■ Provided passage ■
----------

North Macedonian television channel

Kanal 8 (Канал 8, transliteration: Kanal 8) is a regional television channel from Kočani, Macedonia. With news and information about current events, it covers the municipalities of Kočani, Vinica, Zrnovci and Češinovo - Obleševo.

==History==
The license to perform broadcasting activities with the official name TRD Kanal 8 DOOEL was received by the Broadcasting Council of Macedonia on November 26, 2008, while it officially started operating on February 18, 2009, in the area of the Kočani region.

The program was broadcast on channel 46 in the UHF band, 24 hours a day. With the introduction of digital television transition in the country from June 1, 2013, the analog signal was switched off, and the program continued to be broadcast through cable operators in the four municipalities in the region.

The television program service is in Macedonian, with a predominantly general entertainment format.

By a decision of the Agency for Audio and Audiovisual Media Services (AAVMU) dated October 2, 2024, Kanal 8 was deleted from the register of broadcasters. The program continues to be broadcast as IPTV through several platforms, as well as on its own website via the TV link, thus turning from a regional medium into a global medium.

From April 1, 2026, TRD Kanal 8 DOOEL also began broadcasting an online radio program via the Radio link.

----------

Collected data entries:

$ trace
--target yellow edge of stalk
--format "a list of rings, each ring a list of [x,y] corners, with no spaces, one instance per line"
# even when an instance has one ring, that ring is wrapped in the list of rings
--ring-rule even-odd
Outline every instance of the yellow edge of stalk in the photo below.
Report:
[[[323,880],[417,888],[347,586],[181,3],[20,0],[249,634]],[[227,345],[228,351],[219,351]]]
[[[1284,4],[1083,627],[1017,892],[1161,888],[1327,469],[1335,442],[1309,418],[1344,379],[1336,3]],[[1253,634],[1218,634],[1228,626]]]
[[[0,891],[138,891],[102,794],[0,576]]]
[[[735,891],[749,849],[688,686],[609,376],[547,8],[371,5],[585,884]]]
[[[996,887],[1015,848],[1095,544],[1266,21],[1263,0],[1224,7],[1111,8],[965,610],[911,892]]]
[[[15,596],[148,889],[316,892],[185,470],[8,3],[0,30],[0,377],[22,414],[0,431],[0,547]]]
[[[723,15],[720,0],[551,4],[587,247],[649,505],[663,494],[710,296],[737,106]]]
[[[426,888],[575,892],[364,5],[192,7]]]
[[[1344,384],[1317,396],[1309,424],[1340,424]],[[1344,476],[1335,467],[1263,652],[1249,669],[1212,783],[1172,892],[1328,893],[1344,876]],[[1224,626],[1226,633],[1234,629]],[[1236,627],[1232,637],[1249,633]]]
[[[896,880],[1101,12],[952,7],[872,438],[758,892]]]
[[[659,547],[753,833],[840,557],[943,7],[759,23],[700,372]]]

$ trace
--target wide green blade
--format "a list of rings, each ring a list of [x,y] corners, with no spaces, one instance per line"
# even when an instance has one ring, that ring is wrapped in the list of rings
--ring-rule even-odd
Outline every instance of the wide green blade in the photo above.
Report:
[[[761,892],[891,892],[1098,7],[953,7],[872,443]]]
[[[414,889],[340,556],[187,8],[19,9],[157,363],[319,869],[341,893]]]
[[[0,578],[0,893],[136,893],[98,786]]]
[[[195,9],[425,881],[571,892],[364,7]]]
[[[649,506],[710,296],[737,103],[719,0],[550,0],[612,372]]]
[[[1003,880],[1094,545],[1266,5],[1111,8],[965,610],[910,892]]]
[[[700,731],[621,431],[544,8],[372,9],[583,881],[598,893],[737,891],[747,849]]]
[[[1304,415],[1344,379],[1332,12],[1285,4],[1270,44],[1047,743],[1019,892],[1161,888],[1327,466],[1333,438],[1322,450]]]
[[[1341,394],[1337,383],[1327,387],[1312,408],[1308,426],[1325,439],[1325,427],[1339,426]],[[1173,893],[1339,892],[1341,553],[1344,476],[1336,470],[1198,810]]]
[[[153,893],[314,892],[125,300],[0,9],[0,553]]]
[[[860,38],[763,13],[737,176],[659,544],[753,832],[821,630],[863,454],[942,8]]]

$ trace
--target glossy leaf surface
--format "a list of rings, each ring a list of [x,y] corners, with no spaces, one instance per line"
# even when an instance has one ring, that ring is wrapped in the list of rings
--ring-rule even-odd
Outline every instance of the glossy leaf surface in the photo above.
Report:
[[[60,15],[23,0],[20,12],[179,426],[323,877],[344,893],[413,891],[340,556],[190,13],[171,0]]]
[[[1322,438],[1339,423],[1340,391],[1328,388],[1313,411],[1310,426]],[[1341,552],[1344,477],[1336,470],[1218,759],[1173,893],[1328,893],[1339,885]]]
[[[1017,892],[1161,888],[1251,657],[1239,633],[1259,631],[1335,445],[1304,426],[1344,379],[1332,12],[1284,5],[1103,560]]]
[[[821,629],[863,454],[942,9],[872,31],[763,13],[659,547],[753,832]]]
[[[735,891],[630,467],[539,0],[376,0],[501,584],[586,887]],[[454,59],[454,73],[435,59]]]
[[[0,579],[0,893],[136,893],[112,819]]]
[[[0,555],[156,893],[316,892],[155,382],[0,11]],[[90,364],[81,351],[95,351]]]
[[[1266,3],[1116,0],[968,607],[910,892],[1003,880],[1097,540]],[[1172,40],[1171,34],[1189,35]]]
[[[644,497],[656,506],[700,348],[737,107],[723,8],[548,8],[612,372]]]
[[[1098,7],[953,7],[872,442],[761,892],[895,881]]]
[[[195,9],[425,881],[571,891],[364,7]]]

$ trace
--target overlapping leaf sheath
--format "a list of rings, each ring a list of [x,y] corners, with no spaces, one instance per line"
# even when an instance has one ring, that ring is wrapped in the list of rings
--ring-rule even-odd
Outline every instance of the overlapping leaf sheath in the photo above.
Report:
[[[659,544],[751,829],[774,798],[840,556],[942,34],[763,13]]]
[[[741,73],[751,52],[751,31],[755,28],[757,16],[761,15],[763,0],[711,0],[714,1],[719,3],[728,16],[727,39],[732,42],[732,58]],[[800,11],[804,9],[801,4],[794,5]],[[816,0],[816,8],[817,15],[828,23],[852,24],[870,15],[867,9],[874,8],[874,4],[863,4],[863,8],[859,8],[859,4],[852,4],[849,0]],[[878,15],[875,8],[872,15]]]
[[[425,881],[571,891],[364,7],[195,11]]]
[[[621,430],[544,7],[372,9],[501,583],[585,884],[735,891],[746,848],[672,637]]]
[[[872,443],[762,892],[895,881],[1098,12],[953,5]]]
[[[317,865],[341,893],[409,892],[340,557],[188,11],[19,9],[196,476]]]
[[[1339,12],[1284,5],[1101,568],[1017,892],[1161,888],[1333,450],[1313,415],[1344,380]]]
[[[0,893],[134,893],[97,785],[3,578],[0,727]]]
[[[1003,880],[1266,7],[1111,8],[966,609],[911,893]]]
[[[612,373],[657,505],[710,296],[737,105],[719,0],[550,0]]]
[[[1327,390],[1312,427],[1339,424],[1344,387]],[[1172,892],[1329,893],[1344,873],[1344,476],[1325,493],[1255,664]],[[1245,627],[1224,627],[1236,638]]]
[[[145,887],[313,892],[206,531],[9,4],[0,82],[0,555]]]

----------

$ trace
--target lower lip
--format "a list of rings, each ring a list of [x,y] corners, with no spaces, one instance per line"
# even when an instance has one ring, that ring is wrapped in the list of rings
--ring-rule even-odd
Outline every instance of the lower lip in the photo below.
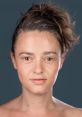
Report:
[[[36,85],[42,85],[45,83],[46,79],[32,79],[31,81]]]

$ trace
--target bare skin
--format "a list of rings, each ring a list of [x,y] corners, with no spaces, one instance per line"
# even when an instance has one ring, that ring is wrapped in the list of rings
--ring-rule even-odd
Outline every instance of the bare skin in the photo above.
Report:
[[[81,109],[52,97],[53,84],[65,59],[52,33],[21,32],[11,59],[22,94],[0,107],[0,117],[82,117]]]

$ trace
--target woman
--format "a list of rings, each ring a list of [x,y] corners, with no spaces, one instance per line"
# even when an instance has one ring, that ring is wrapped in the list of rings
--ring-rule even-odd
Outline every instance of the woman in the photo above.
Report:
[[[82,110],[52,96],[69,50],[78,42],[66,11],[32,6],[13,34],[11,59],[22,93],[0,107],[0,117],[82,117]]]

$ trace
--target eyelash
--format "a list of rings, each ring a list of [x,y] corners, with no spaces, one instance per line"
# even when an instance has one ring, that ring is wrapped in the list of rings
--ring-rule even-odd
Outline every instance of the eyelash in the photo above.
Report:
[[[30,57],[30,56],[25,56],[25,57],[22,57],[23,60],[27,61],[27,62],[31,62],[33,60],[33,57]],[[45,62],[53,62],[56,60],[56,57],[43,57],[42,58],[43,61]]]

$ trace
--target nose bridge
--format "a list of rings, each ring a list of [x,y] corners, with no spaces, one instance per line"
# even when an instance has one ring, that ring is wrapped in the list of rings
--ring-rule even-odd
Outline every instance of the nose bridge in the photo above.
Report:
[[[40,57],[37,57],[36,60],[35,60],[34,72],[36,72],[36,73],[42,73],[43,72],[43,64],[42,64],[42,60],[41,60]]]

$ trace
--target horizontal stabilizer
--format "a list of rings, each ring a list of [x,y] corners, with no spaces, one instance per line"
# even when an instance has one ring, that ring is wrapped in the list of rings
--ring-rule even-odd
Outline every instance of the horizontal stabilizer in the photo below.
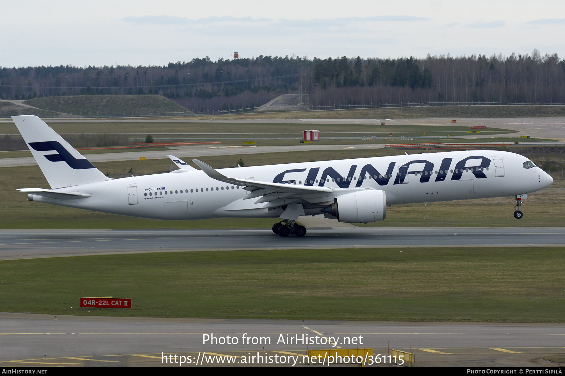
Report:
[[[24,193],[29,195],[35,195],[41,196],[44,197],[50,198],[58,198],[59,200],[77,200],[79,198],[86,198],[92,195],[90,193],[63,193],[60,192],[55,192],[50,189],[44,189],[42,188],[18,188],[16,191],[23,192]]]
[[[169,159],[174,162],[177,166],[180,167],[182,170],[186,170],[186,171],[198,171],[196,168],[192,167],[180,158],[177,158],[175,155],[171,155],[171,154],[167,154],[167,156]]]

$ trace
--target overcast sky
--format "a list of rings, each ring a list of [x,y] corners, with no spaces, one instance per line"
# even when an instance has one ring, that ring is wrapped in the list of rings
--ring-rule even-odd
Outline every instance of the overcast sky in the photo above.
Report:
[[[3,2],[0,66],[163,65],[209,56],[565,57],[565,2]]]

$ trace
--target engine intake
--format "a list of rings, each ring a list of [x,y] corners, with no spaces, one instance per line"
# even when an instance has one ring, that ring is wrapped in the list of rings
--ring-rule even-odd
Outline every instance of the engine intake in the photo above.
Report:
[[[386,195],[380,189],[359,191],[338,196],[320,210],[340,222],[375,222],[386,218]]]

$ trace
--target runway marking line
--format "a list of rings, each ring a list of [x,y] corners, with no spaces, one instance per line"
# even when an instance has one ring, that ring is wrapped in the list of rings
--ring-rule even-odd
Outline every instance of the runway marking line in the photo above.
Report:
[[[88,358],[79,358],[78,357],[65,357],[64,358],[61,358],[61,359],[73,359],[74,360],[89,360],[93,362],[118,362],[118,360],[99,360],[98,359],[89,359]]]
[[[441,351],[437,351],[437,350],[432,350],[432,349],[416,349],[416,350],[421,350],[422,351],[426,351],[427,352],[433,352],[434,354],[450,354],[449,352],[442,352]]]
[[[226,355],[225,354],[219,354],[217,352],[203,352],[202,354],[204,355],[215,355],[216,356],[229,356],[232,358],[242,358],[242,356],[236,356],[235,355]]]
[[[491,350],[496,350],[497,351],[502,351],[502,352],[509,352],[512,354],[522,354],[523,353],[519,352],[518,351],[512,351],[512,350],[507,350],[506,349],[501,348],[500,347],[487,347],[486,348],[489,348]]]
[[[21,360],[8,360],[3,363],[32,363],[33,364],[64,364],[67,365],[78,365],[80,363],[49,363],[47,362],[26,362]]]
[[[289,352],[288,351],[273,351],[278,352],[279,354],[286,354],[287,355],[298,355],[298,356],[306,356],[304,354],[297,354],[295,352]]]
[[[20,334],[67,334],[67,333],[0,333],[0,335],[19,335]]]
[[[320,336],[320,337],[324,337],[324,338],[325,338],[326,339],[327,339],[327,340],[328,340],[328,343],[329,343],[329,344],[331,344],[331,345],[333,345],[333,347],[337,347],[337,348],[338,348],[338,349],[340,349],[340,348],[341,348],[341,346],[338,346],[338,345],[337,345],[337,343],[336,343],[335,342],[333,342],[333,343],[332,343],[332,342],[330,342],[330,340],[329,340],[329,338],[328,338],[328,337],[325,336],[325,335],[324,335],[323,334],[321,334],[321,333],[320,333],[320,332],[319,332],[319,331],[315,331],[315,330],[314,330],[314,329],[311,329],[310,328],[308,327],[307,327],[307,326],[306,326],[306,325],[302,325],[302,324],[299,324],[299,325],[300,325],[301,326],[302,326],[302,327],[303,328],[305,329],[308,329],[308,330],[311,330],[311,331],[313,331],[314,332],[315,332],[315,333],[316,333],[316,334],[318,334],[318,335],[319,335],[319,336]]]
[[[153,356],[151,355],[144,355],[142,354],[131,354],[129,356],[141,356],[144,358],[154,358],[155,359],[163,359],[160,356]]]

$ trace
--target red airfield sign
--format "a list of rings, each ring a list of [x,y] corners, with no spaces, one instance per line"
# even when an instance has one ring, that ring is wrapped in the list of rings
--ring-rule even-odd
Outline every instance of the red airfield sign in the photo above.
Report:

----------

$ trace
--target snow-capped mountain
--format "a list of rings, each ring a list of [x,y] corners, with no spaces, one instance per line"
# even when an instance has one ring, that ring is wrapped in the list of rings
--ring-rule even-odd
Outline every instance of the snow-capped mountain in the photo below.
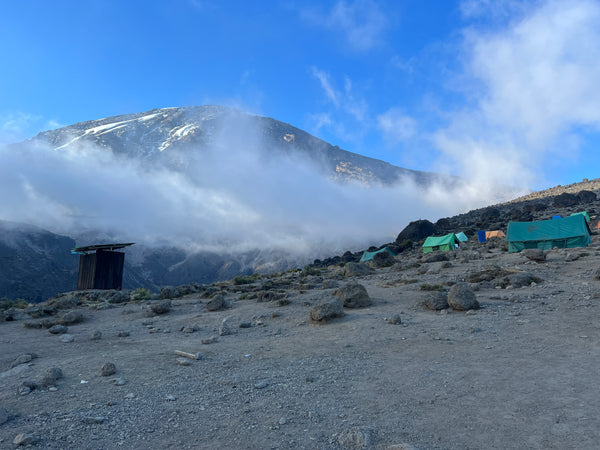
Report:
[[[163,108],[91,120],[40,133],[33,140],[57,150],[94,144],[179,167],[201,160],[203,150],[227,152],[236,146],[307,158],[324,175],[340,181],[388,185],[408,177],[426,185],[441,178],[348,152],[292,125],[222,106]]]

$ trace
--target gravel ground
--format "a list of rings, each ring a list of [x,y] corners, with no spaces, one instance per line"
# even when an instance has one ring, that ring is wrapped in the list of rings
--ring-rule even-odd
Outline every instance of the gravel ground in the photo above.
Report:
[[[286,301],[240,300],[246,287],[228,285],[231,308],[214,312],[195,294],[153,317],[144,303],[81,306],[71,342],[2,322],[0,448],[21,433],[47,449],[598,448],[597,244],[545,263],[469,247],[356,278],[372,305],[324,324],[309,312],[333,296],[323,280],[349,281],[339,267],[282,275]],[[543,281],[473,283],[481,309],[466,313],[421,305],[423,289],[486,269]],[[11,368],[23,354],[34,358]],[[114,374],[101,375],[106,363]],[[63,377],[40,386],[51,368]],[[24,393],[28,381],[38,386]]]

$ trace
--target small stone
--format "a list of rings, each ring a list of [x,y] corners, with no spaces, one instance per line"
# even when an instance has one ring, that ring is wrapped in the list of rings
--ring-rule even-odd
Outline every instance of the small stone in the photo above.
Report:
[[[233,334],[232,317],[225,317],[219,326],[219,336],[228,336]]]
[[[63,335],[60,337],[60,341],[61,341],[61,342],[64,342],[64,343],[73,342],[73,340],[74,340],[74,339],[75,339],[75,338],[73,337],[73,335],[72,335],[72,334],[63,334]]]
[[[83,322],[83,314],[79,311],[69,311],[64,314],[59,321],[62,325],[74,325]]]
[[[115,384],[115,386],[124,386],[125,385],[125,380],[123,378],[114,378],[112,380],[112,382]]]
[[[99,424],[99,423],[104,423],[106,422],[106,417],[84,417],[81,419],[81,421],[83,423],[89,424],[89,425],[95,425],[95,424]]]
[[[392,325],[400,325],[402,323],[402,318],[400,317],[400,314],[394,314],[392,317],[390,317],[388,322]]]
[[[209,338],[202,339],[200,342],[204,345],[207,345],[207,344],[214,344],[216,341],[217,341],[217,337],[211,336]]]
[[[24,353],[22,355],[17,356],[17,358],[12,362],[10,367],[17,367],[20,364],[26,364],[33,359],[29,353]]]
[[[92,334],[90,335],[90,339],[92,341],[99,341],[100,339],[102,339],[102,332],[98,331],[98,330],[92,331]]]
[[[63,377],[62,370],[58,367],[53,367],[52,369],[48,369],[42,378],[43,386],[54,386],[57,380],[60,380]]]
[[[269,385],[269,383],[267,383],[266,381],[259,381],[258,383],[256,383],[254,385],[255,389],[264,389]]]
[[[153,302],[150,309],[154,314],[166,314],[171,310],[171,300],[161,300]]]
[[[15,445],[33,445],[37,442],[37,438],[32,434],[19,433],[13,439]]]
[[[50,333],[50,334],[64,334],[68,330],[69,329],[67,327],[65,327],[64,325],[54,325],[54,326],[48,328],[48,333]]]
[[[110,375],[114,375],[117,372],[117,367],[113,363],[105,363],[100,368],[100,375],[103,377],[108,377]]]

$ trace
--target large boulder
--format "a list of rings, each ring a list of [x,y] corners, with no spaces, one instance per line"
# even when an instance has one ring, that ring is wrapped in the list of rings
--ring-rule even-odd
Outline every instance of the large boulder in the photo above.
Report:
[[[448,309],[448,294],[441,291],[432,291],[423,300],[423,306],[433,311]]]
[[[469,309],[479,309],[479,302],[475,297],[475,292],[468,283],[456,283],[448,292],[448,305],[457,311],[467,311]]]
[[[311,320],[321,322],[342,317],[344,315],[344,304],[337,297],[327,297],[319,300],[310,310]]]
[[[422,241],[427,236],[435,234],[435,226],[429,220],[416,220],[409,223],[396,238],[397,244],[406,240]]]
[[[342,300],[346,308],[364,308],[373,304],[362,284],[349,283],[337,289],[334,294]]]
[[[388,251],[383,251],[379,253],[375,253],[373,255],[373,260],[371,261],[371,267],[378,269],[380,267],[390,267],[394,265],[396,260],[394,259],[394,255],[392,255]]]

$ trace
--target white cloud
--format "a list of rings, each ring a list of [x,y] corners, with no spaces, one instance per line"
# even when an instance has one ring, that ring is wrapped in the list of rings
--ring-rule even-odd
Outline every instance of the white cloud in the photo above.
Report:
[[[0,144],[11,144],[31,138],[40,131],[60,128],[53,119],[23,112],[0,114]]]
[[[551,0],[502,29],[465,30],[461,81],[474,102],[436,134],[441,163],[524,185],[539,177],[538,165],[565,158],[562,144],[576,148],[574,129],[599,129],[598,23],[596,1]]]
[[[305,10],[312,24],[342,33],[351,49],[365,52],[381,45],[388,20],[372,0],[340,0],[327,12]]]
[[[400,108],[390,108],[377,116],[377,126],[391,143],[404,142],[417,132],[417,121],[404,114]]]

----------

■ What this task involves ■
Reproduce the stretch of the Kanal 8 article from "North Macedonian television" through "the Kočani region.".

■ Exercise response ■
North Macedonian television channel

Kanal 8 (Канал 8, transliteration: Kanal 8) is a regional television channel from Kočani, Macedonia. With news and information about current events, it covers the municipalities of Kočani, Vinica, Zrnovci and Češinovo - Obleševo.

==History==
The license to perform broadcasting activities with the official name TRD Kanal 8 DOOEL was received by the Broadcasting Council of Macedonia on November 26, 2008, while it officially started operating on February 18, 2009, in the area of the Kočani region.